What you need to do → Your job is to retype all of the data word for word, leaving every image out.

Records of labeled points

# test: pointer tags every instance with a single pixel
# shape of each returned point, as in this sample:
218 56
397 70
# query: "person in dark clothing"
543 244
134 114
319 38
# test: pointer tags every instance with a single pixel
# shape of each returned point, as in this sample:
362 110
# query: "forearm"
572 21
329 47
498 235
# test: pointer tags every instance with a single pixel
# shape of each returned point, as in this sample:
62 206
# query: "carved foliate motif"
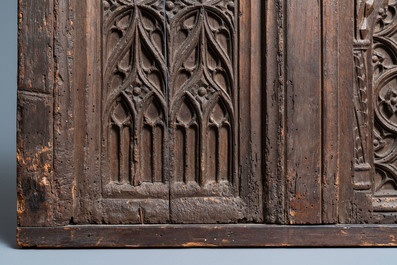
384 61
169 91
362 167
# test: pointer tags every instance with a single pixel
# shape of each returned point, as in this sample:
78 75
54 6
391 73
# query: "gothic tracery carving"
193 79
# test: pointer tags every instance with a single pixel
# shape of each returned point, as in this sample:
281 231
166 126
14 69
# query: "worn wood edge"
237 235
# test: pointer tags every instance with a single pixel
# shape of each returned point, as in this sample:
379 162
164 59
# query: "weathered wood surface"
207 112
238 235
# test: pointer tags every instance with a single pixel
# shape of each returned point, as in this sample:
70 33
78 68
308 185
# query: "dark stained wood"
207 123
330 108
35 114
238 235
303 103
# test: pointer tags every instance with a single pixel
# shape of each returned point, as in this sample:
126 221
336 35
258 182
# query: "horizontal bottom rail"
233 235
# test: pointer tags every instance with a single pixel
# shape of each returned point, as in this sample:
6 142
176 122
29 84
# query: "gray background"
10 254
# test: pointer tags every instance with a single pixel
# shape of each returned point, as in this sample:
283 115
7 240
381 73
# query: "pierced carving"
194 80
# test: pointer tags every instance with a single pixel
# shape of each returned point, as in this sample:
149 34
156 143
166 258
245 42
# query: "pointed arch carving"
134 71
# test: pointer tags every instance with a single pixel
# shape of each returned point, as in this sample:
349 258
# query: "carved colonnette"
170 105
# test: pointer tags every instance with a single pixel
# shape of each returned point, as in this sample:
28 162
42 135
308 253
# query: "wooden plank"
250 104
275 131
304 112
35 42
136 236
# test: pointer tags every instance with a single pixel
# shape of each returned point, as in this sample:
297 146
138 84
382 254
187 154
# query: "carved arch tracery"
191 83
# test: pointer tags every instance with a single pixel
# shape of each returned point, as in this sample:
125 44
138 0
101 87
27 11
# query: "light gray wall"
9 255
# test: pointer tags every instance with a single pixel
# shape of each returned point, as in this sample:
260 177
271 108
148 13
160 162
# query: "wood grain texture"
303 102
208 236
203 122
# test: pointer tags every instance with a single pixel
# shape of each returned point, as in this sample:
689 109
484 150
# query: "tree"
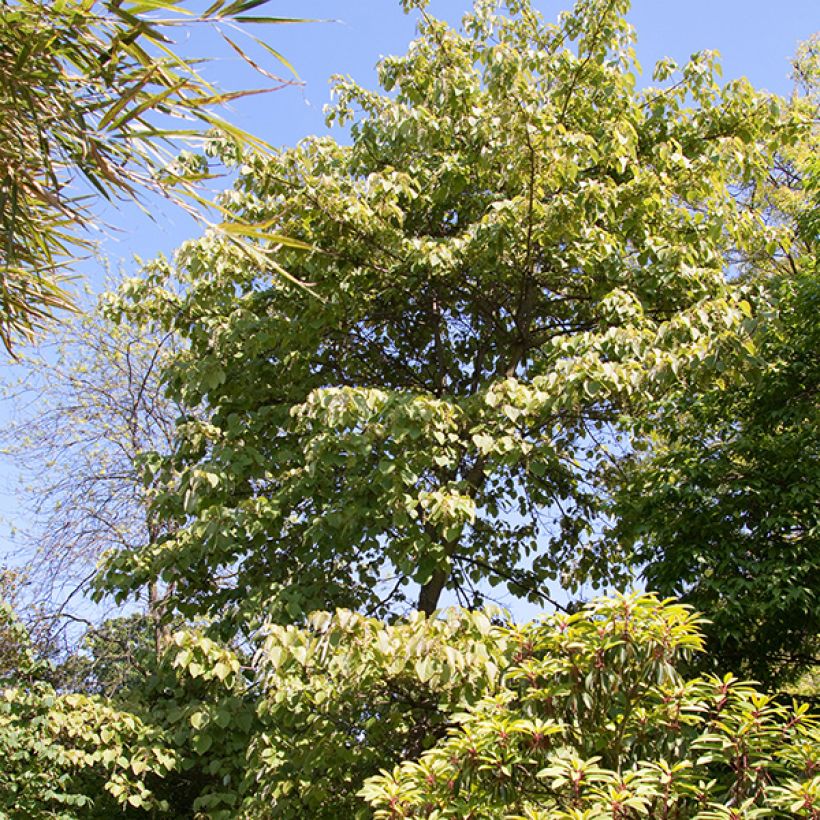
517 249
721 509
92 91
88 409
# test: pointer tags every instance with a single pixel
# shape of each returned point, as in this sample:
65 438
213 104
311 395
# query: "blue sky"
755 38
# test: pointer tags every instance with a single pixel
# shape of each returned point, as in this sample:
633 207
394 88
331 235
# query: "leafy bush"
595 720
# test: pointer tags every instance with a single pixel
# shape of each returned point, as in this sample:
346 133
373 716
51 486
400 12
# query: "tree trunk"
431 592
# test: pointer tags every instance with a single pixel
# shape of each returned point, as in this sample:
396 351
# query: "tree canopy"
530 323
518 250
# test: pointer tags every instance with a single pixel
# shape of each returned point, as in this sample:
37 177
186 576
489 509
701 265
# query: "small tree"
90 410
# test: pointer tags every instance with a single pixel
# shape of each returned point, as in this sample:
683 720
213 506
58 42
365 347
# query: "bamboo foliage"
94 92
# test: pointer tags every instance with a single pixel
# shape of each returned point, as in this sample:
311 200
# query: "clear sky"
755 37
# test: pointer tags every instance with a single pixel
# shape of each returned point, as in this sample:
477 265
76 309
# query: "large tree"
93 92
517 248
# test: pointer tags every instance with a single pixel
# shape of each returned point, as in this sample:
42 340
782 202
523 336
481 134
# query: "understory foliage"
594 720
578 716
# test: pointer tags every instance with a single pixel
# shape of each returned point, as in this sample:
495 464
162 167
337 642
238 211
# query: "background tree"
93 91
88 410
721 509
517 249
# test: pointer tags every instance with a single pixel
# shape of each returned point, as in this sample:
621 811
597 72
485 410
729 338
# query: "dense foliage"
531 324
518 247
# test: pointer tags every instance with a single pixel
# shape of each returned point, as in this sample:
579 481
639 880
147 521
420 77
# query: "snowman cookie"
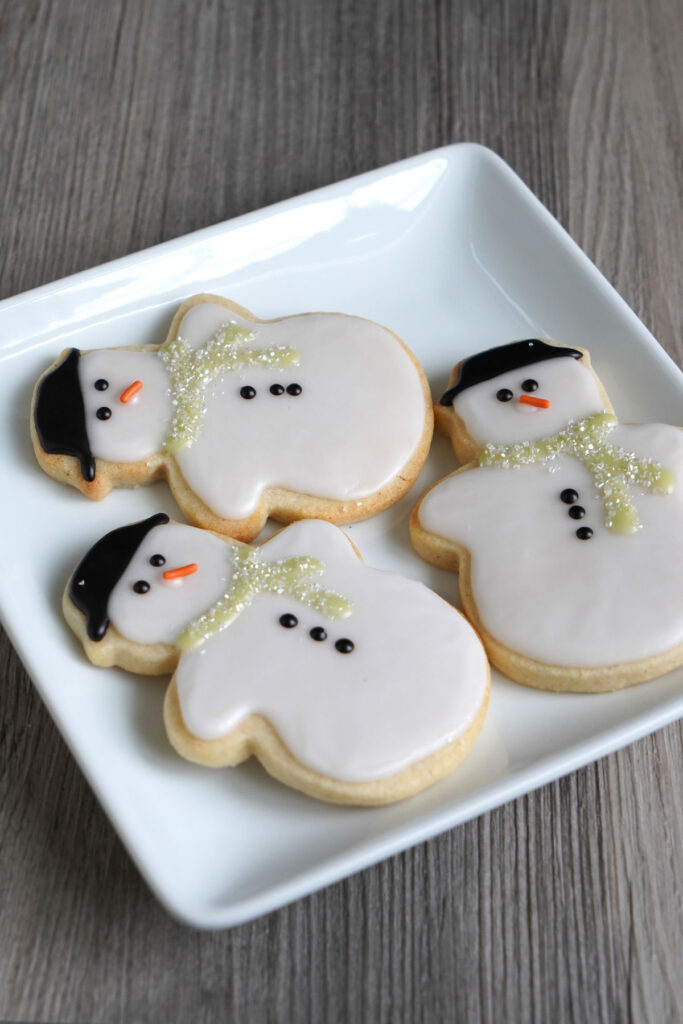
351 684
316 416
566 526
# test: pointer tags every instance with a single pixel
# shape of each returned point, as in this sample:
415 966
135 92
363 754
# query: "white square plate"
453 252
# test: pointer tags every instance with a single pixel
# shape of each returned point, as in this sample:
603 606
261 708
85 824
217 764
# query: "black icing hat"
59 415
99 571
485 366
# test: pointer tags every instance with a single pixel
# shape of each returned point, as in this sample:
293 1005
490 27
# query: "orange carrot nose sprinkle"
529 399
180 571
130 391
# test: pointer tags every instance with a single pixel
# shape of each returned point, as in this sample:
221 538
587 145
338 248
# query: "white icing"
356 423
136 429
566 383
541 591
163 612
415 681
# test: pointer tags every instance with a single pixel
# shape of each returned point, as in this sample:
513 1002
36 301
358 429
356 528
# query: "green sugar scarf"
251 576
613 469
191 370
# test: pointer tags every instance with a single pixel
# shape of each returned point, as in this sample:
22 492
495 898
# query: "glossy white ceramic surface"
453 252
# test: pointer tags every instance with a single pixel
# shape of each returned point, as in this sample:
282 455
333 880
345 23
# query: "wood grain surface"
127 122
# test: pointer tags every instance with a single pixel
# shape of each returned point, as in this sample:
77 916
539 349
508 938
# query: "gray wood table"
127 123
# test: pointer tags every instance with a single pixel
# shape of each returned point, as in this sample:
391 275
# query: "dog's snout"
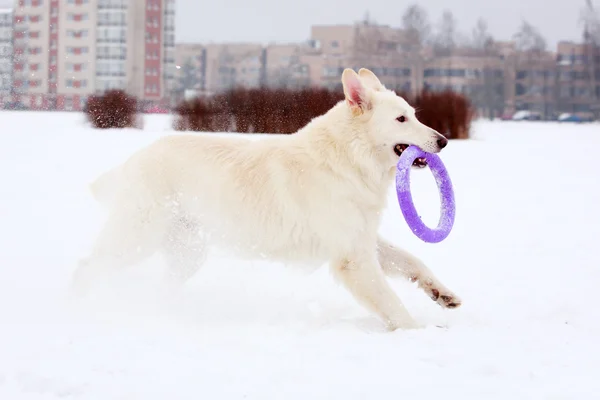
442 142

Result of the task →
# test: pointer tags every instance with a single pixel
# shape of each returned point, as in this sample:
218 56
397 70
# query: "person in dark clothing"
543 244
134 114
319 38
# test: pointer tags every instance with a single pixel
# shape of each returned point, as in this sample:
362 110
# query: "forearm"
572 21
329 47
498 235
# test: pointer tags every instance with a single pixel
# shape of each returned point, as in this sample:
62 206
# query: "carved foliate motif"
384 61
169 91
362 167
# test: pointer tags every instance with a single pixel
# shape of each returned point, as in this sample:
78 75
54 6
391 73
# query: "gothic tracery carving"
193 79
# test: pointer tags every instance with a single pixel
# shape of each returned point, as in this sample:
281 231
166 126
14 69
# query: "worn wood edge"
237 235
# test: pointer tags every instance with a single pixel
# shape of each returned point, as in this sample:
379 162
164 59
# query: "weathered wood surface"
207 112
238 235
# test: pointer tags every instance with a single pixel
# shape of each returned point, as in this sample:
70 33
78 68
308 185
# query: "dark stained wood"
207 123
330 108
35 114
238 235
303 103
# test: pointer tags every instance with a single pixel
# shape of each returned point, as in this sample:
126 221
336 35
258 182
# query: "horizontal bottom rail"
233 235
# test: pointer tags every instance with a single pixel
# shape of each returned point, as in this sample:
6 142
176 122
29 84
# query: "gray background"
10 254
# test: pointer tags every instance with a single pixel
# shape of each returned point, as in this sample:
283 115
7 240
381 73
# query: "pierced carving"
194 80
# test: pointer tags every instance with a single pixel
# shape of each returned point, as in this sample:
149 34
156 143
166 258
245 42
# query: "pointed arch carving"
134 71
# test: pointer tags every instance with a single pixel
# shape of each returned point, as in this sample:
349 258
# query: "carved colonnette"
170 105
# test: pointer tags every instance with a single pixel
# shape of each returned point, as in this sample:
28 162
42 135
308 253
# query: "wooden plank"
250 104
275 131
304 112
35 42
136 236
# test: pointer tags every instance with a single pixel
# shape of each returned point, as in this sample:
297 146
138 84
382 254
187 154
# query: "carved arch tracery"
191 83
# test: pointer tags every instance with a single pixel
# shape of each returned point, as in this sample:
125 44
138 0
101 87
27 11
# query: "light gray wall"
9 255
# test: pointer tags every instance with a single pixel
# shape of each returned point, as in this sample:
260 177
271 108
148 13
160 162
# query: "wood grain texture"
303 102
208 236
203 122
# test: pointer tags every instance with a single pixel
# shape of each returned point, as in this sample:
689 109
484 150
# query: "tree"
517 249
721 509
92 91
88 409
# test: pointer tags every instance with a single pixel
# shape of each returned point, as in this sample:
65 438
213 104
311 395
# query: "blue sky"
755 38
# test: pointer tags every instance with a single pixel
# shape of each returned point, as in this sample:
633 207
394 88
331 235
# query: "leafy bush"
595 720
# test: pointer tags every instance with a single pixel
# shape of each returned point, as in this sample:
346 133
373 716
51 486
400 12
# query: "tree trunk"
431 592
# test: pointer tags every instance with a single pixel
# shape of each returned point, as in this sample:
396 351
# query: "tree canopy"
530 323
518 250
# test: pointer tags every instance with a single pixel
# shape of each returned point, as in this sample:
37 177
186 576
489 509
701 265
# query: "small tree"
90 410
# test: pointer tags every instance with a single pixel
# shape of each returned point, as in this sample:
683 720
213 506
58 42
365 347
# query: "bamboo foliage"
94 92
# test: pointer tags every instance with a single pixel
# shape of each returned point, as in this sample:
311 200
# query: "clear sky"
755 37
# test: pointer tags every instance with a single pixel
# shape of each returned point, as in this sample:
477 265
76 309
# query: "large tree"
93 92
517 248
# test: pointer tags every instance with a single pixel
# shape of each returned point, as in this sample:
42 340
782 202
523 336
481 134
# query: "understory foliage"
594 720
578 716
# test: pointer tags every instance with a single pixel
# shape of each returned point, as in this sample:
495 464
162 167
337 642
238 211
# query: "background tree"
93 91
88 410
721 509
517 249
# test: pointer tags every instance with a single pixel
# shape of each returned point, as in this sample:
621 811
597 72
485 410
729 338
# query: "dense foliage"
531 324
518 247
# test: pointer tags every instance with a single pixel
# shape of each returned point, as in this sample:
579 481
639 880
147 521
420 77
# query: "snowman cookie"
351 684
316 416
566 526
# test: pointer tags every instance with a single pixel
# shape of each returned point, as in this sample:
415 966
135 92
363 754
# query: "white square plate"
453 252
# test: pointer tags every instance with a single pixel
# shape of each returned point, as in this sample:
603 606
261 708
85 824
217 764
# query: "black icing hat"
59 415
99 571
485 366
# test: pointer tags every instance with a single pixel
# shape of each returned point, as in this sample:
293 1005
490 27
# query: "orange carrot nose sprinkle"
529 399
180 571
130 391
# test: pointer tags every instance with a single pixel
# shape of each returned point, as in this sample:
221 538
587 145
338 248
# query: "white icing"
356 423
136 429
566 383
541 591
163 612
415 681
# test: pointer tags every instance with a single pixel
# shape of each returned point, as in this sample:
513 1002
36 301
358 429
356 528
# query: "green sugar scarf"
251 576
613 469
191 370
# test: pointer tags every instance with a single pixel
# shape of each returned point, as in this sample:
22 492
495 898
# query: "glossy white ceramic surface"
453 252
# test: pointer tags every instance with a single pixel
# shape of each returned point, as in this sample:
282 455
333 880
345 23
# query: "wood grain surface"
127 122
# test: pointer tags every instance with a single pixel
# shape of each returned point, as in this sample:
77 916
539 349
508 938
# query: "gray wood table"
127 123
# test: pointer tags every instance with a single pixel
# shape of each returned point, as in this sample:
391 275
# query: "dog's snout"
442 142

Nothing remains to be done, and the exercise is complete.